AIM OF THE EXERCISE: Omitting all images, set down every line below exactly as it appears.

(Beginning of RAW DATA)

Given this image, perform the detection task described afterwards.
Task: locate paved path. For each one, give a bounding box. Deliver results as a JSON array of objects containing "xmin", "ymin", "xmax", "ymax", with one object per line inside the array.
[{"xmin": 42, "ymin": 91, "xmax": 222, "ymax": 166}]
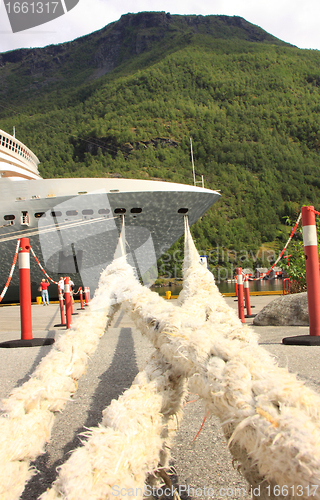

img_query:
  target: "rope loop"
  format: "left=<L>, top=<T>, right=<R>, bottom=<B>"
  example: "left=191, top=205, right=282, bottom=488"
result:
left=0, top=239, right=20, bottom=303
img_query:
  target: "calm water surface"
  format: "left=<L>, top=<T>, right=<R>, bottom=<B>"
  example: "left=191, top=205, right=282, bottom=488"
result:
left=152, top=278, right=284, bottom=296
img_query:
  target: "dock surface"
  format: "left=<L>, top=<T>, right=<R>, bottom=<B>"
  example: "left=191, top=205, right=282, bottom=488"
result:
left=0, top=295, right=319, bottom=499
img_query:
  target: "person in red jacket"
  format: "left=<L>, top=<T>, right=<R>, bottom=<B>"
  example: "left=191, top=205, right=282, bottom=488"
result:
left=40, top=278, right=50, bottom=306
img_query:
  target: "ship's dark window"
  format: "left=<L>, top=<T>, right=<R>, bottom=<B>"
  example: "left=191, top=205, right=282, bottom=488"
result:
left=4, top=214, right=15, bottom=221
left=34, top=212, right=46, bottom=218
left=98, top=208, right=110, bottom=214
left=51, top=211, right=62, bottom=217
left=114, top=208, right=126, bottom=214
left=178, top=208, right=189, bottom=214
left=130, top=208, right=142, bottom=214
left=21, top=211, right=29, bottom=226
left=66, top=210, right=78, bottom=216
left=82, top=209, right=94, bottom=215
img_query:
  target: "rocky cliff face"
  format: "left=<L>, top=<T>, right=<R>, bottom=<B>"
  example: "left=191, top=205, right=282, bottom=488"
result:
left=0, top=12, right=289, bottom=92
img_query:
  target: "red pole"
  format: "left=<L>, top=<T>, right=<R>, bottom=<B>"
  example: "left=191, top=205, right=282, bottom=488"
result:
left=79, top=287, right=85, bottom=310
left=84, top=286, right=89, bottom=306
left=64, top=277, right=72, bottom=329
left=236, top=267, right=245, bottom=323
left=88, top=287, right=91, bottom=302
left=0, top=238, right=54, bottom=348
left=58, top=286, right=66, bottom=326
left=301, top=206, right=320, bottom=337
left=19, top=238, right=33, bottom=340
left=244, top=278, right=253, bottom=317
left=235, top=280, right=238, bottom=297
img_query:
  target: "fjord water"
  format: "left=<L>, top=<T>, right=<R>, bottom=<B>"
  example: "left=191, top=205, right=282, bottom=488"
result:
left=153, top=278, right=284, bottom=296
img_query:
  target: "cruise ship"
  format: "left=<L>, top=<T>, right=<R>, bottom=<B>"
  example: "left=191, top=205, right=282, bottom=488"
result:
left=0, top=128, right=221, bottom=302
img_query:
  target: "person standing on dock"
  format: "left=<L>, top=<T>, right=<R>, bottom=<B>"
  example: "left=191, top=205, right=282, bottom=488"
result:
left=40, top=278, right=50, bottom=306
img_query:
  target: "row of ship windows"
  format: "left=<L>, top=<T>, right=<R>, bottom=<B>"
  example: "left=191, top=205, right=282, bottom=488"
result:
left=3, top=207, right=189, bottom=222
left=0, top=134, right=31, bottom=162
left=3, top=207, right=144, bottom=221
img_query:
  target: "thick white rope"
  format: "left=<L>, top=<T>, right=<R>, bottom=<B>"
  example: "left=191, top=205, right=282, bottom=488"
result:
left=41, top=222, right=320, bottom=500
left=0, top=266, right=121, bottom=500
left=122, top=223, right=320, bottom=500
left=39, top=349, right=187, bottom=500
left=1, top=218, right=320, bottom=500
left=42, top=236, right=320, bottom=499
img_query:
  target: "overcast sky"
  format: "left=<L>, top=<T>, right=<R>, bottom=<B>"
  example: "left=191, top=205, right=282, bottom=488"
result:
left=0, top=0, right=319, bottom=54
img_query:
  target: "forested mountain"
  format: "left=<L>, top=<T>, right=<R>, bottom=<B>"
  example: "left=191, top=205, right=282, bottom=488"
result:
left=1, top=11, right=320, bottom=264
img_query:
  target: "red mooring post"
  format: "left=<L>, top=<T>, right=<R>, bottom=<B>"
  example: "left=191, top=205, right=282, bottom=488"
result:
left=64, top=277, right=72, bottom=329
left=244, top=278, right=255, bottom=318
left=283, top=206, right=320, bottom=345
left=0, top=238, right=54, bottom=348
left=19, top=238, right=33, bottom=340
left=302, top=205, right=320, bottom=337
left=236, top=267, right=245, bottom=323
left=59, top=286, right=66, bottom=325
left=79, top=287, right=85, bottom=310
left=54, top=285, right=66, bottom=327
left=70, top=286, right=78, bottom=316
left=84, top=286, right=89, bottom=306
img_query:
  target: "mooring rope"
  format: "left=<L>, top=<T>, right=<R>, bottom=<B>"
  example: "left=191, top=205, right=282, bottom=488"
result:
left=1, top=217, right=320, bottom=500
left=38, top=220, right=320, bottom=500
left=39, top=348, right=187, bottom=500
left=0, top=269, right=121, bottom=500
left=124, top=221, right=320, bottom=500
left=0, top=239, right=20, bottom=303
left=251, top=211, right=302, bottom=281
left=29, top=245, right=58, bottom=284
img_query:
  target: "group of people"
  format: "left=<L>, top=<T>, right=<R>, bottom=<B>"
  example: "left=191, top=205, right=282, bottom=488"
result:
left=39, top=276, right=74, bottom=306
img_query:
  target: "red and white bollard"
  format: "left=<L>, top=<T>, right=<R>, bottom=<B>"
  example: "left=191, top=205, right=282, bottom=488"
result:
left=302, top=205, right=320, bottom=337
left=19, top=238, right=33, bottom=340
left=236, top=267, right=245, bottom=324
left=64, top=277, right=72, bottom=329
left=283, top=206, right=320, bottom=345
left=84, top=286, right=89, bottom=306
left=79, top=287, right=85, bottom=310
left=244, top=278, right=255, bottom=318
left=58, top=286, right=66, bottom=326
left=0, top=238, right=54, bottom=348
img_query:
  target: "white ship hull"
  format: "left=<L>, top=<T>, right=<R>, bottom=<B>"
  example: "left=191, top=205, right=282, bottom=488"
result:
left=0, top=129, right=220, bottom=302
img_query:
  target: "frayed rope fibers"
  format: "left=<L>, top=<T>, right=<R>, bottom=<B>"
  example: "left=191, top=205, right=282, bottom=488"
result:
left=122, top=220, right=320, bottom=500
left=39, top=350, right=187, bottom=500
left=39, top=225, right=320, bottom=500
left=0, top=262, right=122, bottom=500
left=2, top=219, right=320, bottom=500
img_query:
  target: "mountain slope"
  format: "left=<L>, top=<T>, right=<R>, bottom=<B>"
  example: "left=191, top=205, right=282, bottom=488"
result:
left=0, top=12, right=319, bottom=258
left=0, top=12, right=290, bottom=106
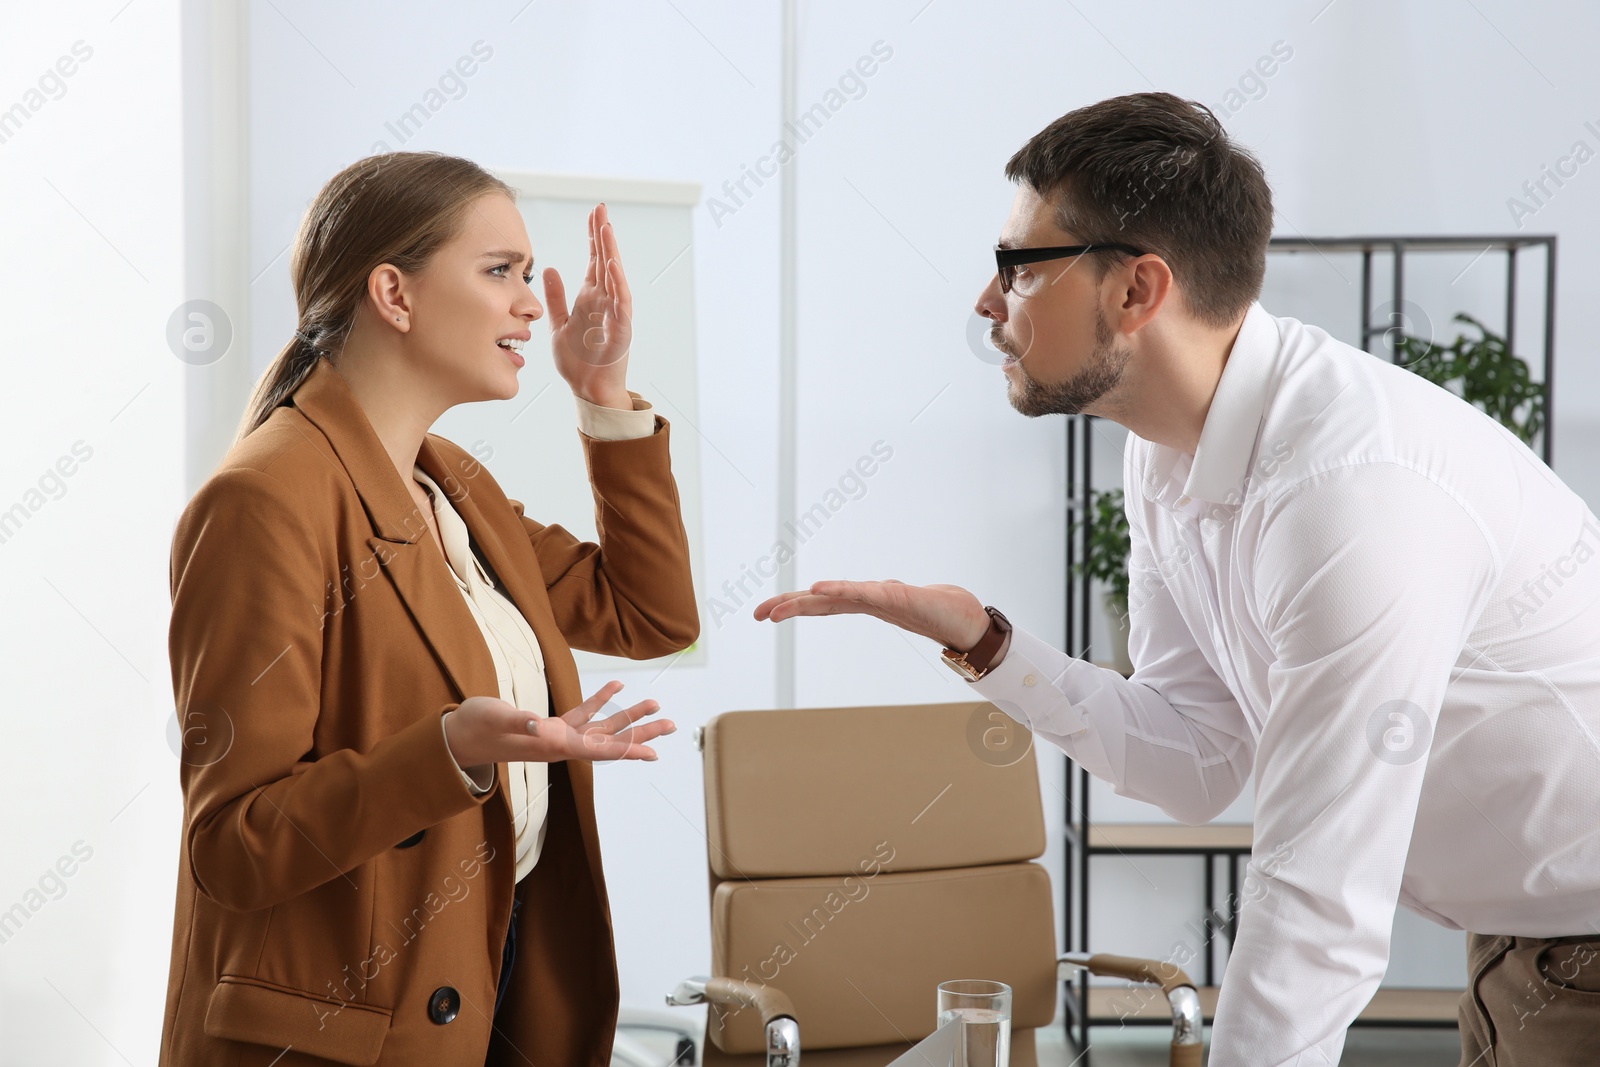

(End of RAW DATA)

SOLUTION TO THIS TASK:
Given this image, perform the detection task described afterwards.
Task: locate paved path. For each one, give a bounding box. Deliver results as a JSON array of objects containing "xmin", "ymin", "xmax", "ymax", with one object per line inside the array.
[{"xmin": 42, "ymin": 91, "xmax": 222, "ymax": 166}]

img_query:
  target: "rope loop"
  format: "left=<L>, top=<T>, right=<R>, bottom=<B>"
  example: "left=191, top=205, right=282, bottom=488"
result:
left=0, top=239, right=20, bottom=303
img_query:
  target: "calm water surface"
  format: "left=<L>, top=<T>, right=<R>, bottom=<B>"
  example: "left=191, top=205, right=282, bottom=488"
result:
left=152, top=278, right=284, bottom=296
img_query:
  target: "dock surface"
  format: "left=<L>, top=<T>, right=<R>, bottom=<B>"
  example: "left=191, top=205, right=282, bottom=488"
result:
left=0, top=295, right=319, bottom=499
img_query:
  target: "person in red jacket"
  format: "left=<L>, top=<T>, right=<R>, bottom=<B>"
  example: "left=191, top=205, right=282, bottom=488"
result:
left=40, top=278, right=50, bottom=306
img_query:
  target: "ship's dark window"
  format: "left=<L>, top=<T>, right=<R>, bottom=<B>"
  example: "left=191, top=205, right=282, bottom=488"
result:
left=4, top=214, right=15, bottom=221
left=34, top=212, right=46, bottom=218
left=98, top=208, right=110, bottom=214
left=51, top=211, right=62, bottom=217
left=114, top=208, right=126, bottom=214
left=178, top=208, right=189, bottom=214
left=130, top=208, right=142, bottom=214
left=21, top=211, right=29, bottom=226
left=66, top=210, right=78, bottom=216
left=82, top=209, right=94, bottom=215
img_query:
  target: "rocky cliff face"
  format: "left=<L>, top=<T>, right=<R>, bottom=<B>"
  example: "left=191, top=205, right=282, bottom=488"
result:
left=0, top=12, right=289, bottom=92
img_query:
  target: "red pole"
  format: "left=<L>, top=<T>, right=<R>, bottom=<B>"
  example: "left=191, top=205, right=282, bottom=488"
result:
left=79, top=287, right=85, bottom=310
left=84, top=286, right=89, bottom=306
left=64, top=277, right=72, bottom=329
left=236, top=267, right=245, bottom=323
left=88, top=287, right=91, bottom=302
left=0, top=238, right=54, bottom=348
left=58, top=286, right=66, bottom=326
left=301, top=206, right=320, bottom=337
left=19, top=238, right=33, bottom=340
left=244, top=278, right=253, bottom=317
left=235, top=280, right=238, bottom=297
img_query:
  target: "fjord water"
  format: "left=<L>, top=<T>, right=<R>, bottom=<B>"
  example: "left=191, top=205, right=282, bottom=488"
result:
left=153, top=278, right=284, bottom=296
img_query:
  target: "cruise ship"
  format: "left=<L>, top=<T>, right=<R>, bottom=<B>"
  example: "left=191, top=205, right=282, bottom=488"
result:
left=0, top=128, right=221, bottom=302
img_query:
  target: "person standing on dock"
  format: "left=<L>, top=<T>, right=<R>, bottom=<B>"
  example: "left=191, top=205, right=282, bottom=488"
result:
left=40, top=278, right=50, bottom=306
img_query:
  target: "row of ship windows"
  format: "left=<L>, top=<T>, right=<R>, bottom=<B>"
  example: "left=191, top=205, right=282, bottom=488"
result:
left=3, top=207, right=189, bottom=222
left=0, top=134, right=31, bottom=162
left=3, top=207, right=144, bottom=221
img_query:
  target: "thick white rope"
  format: "left=<L>, top=<T>, right=<R>, bottom=<B>"
  example: "left=191, top=205, right=282, bottom=488"
result:
left=41, top=222, right=320, bottom=500
left=0, top=266, right=121, bottom=500
left=122, top=223, right=320, bottom=500
left=39, top=349, right=187, bottom=500
left=1, top=218, right=320, bottom=500
left=42, top=236, right=320, bottom=499
img_query:
  target: "overcast sky"
  format: "left=<L>, top=<T>, right=<R>, bottom=<B>"
  example: "left=191, top=205, right=282, bottom=488"
result:
left=0, top=0, right=319, bottom=54
img_query:
  target: "forested mountain"
  format: "left=<L>, top=<T>, right=<R>, bottom=<B>"
  example: "left=191, top=205, right=282, bottom=488"
result:
left=1, top=11, right=320, bottom=264
img_query:
  target: "red mooring post"
  format: "left=<L>, top=<T>, right=<R>, bottom=<B>"
  example: "left=191, top=205, right=282, bottom=488"
result:
left=64, top=277, right=72, bottom=329
left=244, top=278, right=255, bottom=318
left=283, top=206, right=320, bottom=345
left=0, top=238, right=54, bottom=348
left=19, top=238, right=33, bottom=340
left=302, top=205, right=320, bottom=337
left=236, top=267, right=245, bottom=323
left=59, top=286, right=66, bottom=325
left=79, top=287, right=85, bottom=310
left=54, top=285, right=66, bottom=327
left=70, top=286, right=78, bottom=316
left=84, top=286, right=89, bottom=306
img_query:
  target: "mooring rope"
  format: "left=<L>, top=<T>, right=<R>, bottom=<B>"
  example: "left=191, top=205, right=282, bottom=488"
result:
left=1, top=217, right=320, bottom=500
left=38, top=220, right=320, bottom=500
left=39, top=348, right=187, bottom=500
left=0, top=269, right=121, bottom=500
left=124, top=221, right=320, bottom=500
left=0, top=239, right=20, bottom=303
left=251, top=211, right=302, bottom=281
left=29, top=245, right=58, bottom=284
img_query:
  target: "group of people"
  format: "left=<L>, top=<T>, right=<R>, bottom=<B>"
  example: "left=191, top=205, right=282, bottom=488"
result:
left=39, top=276, right=74, bottom=306
img_query:
  target: "red and white bollard"
  format: "left=<L>, top=<T>, right=<R>, bottom=<B>"
  example: "left=191, top=205, right=282, bottom=488"
result:
left=302, top=205, right=320, bottom=337
left=19, top=238, right=33, bottom=340
left=236, top=267, right=245, bottom=324
left=64, top=277, right=72, bottom=329
left=283, top=206, right=320, bottom=345
left=84, top=286, right=89, bottom=306
left=79, top=287, right=85, bottom=310
left=244, top=278, right=255, bottom=318
left=58, top=286, right=66, bottom=326
left=0, top=238, right=54, bottom=348
img_query:
  target: "white ship hull"
  format: "left=<L>, top=<T>, right=<R>, bottom=<B>"
  example: "left=191, top=205, right=282, bottom=488"
result:
left=0, top=129, right=220, bottom=302
img_query:
  target: "frayed rope fibers"
  format: "left=<L>, top=<T>, right=<R>, bottom=<B>"
  example: "left=191, top=205, right=282, bottom=488"
result:
left=122, top=220, right=320, bottom=500
left=39, top=350, right=187, bottom=500
left=39, top=225, right=320, bottom=500
left=0, top=262, right=122, bottom=500
left=2, top=219, right=320, bottom=500
img_query:
  target: "mountain slope"
  format: "left=<L>, top=<T>, right=<R>, bottom=<B>"
  example: "left=191, top=205, right=282, bottom=488"
result:
left=0, top=12, right=319, bottom=258
left=0, top=12, right=290, bottom=106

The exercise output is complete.